» Tujuan Latihan
1) Jawablah pertanyaan berikut berdasarkan teks bacaan.
(a) Siapa pembina makalah tersebut?
(b) Universitas apa yang tercantum pada halaman sampul?
(c) Apa yang menurut penulis sangat berguna untuk penyempurnaan makalah?
2) Tuliskan kembali bagian teks bacaan mulai dari "Penulis menyadari bahwa" sampai dengan "tentang Sejarah Australia." tanpa mengubah apa pun.

» Teks Bacaan
KEBIJAKAN PEMERINTAH TERHADAP DISKRIMINASI MASYRAKAT DI AUSTRALIA (1851-1967)
KEBIJAKAN PEMERINTAH
TERHADAP DISKRIMINASI MASYRAKAT DI AUSTRALIA (1851-1967)
MAKALAH
UNTUK
MEMENUHI TUGAS MATAKULIAH
Sejarah
Australia
yang
dibina oleh Bapak Najib Jauhari, S.Pd., M.Hum
Disusun
Oleh :
Yuliarti
Kurnia Pramai Selli
(140731606196)

UNIVERSITAS NEGERI MALANG
FAKULTAS ILMU SOSIAL
JURUSAN SEJARAH
PRODI S1 PENDIDIKAN
SEJARAH
November 2016
KATA
PENGANTAR
Dengan
memanjatkan puji syukur kepada Tuhan Yang Maha Esa, penulis dapat menyelesaikan
tugas matakuliah Sejarah Australia dengan makalah yang berjudul “Kebijakan Pemerintah terhadap Diskriminasi
Masyarakat di Australia (1851-1967)”.
Penulis
mengucapkan terimakasih kepada para pihak yang telah membantu dalam
penyelesaian makalah ini. Kepada Bapak Najib Jauhari, S.Pd., M.Hum selaku
pembimbing yang senantiasa memberikan pengarahan kepada penulis dalam
penyelesaian tugas makalah ini. Tidak lupa kepada teman-teman yang telah
memberikan informasi dalam menyelesaikan tugas makalah ini.
Penulis menyadari bahwa makalah yang
dibuat masih belum sempurna. Oleh karena itu, kritik dan saran sangat berguna
bagi penulis untuk penyempurnaan makalah ini. Semoga makalah ini bermanfaat dan
menambah pengetahuan tentang Sejarah Australia.
Malang,
November 2016
Penulis
DAFTAR
ISI
KATA PENGANTAR ....................................................................................... i
DAFTAR ISI ....................................................................................................... ii
BAB I PENDAHULUAN
A.

» Daftar Baris

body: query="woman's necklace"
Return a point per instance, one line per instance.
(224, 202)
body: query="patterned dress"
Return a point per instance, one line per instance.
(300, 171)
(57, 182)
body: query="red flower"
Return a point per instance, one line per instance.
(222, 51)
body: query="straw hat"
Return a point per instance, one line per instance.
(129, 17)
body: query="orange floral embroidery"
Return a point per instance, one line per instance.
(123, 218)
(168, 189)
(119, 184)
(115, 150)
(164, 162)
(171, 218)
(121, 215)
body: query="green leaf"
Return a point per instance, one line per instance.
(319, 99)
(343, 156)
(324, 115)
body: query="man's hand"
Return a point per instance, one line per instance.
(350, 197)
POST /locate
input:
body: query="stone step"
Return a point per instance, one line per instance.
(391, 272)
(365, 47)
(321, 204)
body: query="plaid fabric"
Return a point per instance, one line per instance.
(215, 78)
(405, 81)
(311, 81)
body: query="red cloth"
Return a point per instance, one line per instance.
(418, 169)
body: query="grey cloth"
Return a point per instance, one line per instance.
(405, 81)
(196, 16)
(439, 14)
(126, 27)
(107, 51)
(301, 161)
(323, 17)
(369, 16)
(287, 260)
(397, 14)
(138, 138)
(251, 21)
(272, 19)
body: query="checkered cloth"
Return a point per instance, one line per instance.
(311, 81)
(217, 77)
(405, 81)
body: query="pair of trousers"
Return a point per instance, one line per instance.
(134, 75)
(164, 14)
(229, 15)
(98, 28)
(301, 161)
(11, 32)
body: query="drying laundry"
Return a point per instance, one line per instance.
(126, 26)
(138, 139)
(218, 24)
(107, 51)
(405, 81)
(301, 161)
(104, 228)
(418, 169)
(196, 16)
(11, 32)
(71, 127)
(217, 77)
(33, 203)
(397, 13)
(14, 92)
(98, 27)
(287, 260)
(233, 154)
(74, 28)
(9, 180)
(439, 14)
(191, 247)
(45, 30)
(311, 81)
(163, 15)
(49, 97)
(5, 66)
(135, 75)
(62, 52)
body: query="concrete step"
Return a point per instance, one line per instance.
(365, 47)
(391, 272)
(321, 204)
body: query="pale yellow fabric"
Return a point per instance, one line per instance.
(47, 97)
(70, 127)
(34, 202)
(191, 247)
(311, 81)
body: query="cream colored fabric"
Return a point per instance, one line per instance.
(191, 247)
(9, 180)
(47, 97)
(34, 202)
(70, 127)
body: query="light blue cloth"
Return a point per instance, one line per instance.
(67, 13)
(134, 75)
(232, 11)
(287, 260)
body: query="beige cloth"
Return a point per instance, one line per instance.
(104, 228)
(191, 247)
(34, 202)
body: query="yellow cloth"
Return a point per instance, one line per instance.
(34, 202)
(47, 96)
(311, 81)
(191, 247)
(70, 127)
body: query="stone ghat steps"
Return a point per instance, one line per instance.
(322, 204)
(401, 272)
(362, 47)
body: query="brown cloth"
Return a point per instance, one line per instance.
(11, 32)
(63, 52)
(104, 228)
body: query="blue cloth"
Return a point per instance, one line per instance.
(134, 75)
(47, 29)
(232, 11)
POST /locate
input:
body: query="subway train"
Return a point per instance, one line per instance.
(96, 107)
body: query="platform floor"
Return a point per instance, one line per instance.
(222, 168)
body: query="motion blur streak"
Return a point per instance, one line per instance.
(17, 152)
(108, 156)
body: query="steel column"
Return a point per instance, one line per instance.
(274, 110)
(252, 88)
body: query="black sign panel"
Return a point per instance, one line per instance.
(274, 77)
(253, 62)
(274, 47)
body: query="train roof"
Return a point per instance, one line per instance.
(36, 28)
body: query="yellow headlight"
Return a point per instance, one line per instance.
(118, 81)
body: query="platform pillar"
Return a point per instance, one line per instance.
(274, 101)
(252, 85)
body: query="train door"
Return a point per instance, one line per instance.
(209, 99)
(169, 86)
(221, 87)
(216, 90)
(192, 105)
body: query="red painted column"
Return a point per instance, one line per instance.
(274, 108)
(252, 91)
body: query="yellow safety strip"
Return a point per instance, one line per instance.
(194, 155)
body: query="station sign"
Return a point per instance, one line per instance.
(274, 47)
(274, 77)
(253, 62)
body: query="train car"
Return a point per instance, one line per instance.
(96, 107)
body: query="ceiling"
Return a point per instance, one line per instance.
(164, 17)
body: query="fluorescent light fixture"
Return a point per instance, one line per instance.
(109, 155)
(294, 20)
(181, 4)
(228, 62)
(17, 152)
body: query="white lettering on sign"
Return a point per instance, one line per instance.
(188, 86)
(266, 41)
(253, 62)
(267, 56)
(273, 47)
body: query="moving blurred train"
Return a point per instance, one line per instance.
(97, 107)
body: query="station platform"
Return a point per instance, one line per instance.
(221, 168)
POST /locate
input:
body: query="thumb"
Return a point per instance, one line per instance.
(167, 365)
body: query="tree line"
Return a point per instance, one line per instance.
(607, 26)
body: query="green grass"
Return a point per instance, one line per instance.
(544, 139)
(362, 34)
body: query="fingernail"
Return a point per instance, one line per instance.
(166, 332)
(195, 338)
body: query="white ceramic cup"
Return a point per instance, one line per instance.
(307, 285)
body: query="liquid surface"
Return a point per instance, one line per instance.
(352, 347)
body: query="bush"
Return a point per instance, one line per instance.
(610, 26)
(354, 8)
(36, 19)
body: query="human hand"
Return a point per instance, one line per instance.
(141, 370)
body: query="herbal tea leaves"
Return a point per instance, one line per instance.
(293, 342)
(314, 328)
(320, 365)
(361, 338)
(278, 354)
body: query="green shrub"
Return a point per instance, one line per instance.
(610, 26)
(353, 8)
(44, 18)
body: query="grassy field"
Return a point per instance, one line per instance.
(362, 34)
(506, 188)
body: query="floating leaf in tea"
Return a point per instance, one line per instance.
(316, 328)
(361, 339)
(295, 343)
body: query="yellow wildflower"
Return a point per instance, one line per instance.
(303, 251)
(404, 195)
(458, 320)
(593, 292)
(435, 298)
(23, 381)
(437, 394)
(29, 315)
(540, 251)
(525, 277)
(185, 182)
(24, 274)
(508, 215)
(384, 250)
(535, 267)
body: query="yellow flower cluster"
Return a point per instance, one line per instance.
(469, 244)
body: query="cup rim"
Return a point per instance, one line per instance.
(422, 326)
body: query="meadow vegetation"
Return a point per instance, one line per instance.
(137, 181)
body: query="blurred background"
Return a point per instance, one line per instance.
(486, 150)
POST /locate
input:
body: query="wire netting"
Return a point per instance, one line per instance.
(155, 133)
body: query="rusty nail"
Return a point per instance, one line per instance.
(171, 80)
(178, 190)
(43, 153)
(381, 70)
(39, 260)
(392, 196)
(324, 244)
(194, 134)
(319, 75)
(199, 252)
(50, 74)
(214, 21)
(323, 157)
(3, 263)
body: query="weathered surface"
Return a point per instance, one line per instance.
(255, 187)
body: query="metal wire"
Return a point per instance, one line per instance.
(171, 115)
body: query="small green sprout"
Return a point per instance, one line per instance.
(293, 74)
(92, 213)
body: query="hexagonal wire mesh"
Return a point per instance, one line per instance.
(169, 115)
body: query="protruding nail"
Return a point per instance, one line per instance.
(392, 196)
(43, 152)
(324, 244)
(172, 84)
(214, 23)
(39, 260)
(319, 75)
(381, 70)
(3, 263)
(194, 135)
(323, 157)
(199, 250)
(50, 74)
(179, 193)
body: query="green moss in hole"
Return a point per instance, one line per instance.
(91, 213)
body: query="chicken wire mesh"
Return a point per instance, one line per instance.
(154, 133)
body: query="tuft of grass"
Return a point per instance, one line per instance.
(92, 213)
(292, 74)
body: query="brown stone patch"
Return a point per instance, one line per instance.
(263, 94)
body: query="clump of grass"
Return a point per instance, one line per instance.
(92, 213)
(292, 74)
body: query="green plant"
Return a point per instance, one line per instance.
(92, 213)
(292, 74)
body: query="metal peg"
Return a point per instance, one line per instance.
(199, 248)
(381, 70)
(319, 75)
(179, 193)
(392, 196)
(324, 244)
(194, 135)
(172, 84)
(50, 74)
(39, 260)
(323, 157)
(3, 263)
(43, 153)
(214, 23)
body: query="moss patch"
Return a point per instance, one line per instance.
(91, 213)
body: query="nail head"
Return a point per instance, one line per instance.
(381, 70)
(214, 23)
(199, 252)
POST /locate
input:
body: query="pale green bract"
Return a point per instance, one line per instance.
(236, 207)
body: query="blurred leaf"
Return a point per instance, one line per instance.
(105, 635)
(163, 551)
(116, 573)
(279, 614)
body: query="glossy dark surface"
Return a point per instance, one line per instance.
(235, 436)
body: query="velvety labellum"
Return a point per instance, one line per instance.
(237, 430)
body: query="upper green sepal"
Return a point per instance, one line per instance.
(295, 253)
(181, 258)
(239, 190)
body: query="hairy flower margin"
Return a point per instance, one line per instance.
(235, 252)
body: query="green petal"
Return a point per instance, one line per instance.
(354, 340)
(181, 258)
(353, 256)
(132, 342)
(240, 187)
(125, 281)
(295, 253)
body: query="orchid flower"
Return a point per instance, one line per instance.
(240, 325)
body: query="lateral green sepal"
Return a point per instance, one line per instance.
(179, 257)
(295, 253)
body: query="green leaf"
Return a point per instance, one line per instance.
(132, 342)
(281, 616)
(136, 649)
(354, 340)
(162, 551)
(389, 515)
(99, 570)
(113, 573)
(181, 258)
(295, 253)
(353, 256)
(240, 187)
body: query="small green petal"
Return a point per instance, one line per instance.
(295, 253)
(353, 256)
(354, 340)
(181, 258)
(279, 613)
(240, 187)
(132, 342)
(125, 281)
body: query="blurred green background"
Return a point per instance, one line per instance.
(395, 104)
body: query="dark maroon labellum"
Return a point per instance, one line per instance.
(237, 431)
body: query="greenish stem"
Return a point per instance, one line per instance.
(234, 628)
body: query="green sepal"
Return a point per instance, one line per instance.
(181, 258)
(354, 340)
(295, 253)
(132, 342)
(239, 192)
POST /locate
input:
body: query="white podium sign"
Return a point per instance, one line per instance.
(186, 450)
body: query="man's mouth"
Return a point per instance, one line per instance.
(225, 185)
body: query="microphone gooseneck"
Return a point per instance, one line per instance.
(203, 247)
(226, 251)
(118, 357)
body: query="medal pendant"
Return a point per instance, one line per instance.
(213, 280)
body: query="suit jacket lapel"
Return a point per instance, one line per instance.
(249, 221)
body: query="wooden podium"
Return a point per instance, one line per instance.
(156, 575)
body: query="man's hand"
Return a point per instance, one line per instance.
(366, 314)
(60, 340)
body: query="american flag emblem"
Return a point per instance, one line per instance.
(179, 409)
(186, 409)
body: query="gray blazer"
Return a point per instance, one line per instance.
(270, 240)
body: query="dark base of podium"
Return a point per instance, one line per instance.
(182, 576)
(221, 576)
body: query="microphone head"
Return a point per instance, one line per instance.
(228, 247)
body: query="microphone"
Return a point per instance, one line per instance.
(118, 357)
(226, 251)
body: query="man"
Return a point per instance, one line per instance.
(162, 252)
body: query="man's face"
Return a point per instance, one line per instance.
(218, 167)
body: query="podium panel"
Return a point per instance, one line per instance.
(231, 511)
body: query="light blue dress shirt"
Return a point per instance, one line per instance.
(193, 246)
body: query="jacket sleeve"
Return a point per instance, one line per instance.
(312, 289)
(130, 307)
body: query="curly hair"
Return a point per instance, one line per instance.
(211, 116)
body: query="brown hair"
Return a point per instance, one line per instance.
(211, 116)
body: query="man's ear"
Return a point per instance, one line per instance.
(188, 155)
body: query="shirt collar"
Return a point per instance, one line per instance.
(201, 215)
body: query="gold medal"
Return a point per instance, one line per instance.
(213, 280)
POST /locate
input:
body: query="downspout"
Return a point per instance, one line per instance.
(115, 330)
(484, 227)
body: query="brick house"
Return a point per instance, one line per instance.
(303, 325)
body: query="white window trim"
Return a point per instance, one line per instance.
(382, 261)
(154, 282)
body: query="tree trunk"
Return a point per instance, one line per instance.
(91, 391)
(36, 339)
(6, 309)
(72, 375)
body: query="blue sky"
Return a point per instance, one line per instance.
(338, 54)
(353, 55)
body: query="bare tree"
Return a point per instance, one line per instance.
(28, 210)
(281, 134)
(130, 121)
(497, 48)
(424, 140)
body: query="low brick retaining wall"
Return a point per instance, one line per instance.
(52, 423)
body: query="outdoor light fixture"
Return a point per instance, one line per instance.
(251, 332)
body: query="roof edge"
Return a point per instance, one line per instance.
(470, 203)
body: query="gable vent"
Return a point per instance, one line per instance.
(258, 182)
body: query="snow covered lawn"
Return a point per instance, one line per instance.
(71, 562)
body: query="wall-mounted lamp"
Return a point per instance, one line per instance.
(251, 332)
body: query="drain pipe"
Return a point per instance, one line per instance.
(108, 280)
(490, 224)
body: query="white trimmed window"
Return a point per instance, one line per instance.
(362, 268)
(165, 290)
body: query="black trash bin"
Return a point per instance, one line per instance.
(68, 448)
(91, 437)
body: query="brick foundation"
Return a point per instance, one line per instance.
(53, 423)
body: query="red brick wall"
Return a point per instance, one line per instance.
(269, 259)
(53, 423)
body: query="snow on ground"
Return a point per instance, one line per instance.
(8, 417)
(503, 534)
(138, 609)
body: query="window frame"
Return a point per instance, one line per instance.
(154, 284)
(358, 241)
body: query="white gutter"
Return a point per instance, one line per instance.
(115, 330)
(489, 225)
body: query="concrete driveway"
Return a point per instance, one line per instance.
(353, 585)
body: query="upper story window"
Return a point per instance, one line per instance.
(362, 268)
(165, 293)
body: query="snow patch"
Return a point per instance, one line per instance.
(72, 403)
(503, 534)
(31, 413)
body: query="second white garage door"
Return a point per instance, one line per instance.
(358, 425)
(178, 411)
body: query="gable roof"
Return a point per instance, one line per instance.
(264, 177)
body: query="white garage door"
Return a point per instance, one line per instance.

» Kunci Jawaban
1)
(a) Bapak Najib Jauhari, S.Pd., M.Hum
(b) Universitas Negeri Malang
(c) Kritik dan saran

2)
Penulis menyadari bahwa makalah yang
dibuat masih belum sempurna. Oleh karena itu, kritik dan saran sangat berguna
bagi penulis untuk penyempurnaan makalah ini. Semoga makalah ini bermanfaat dan
menambah pengetahuan tentang Sejarah Australia.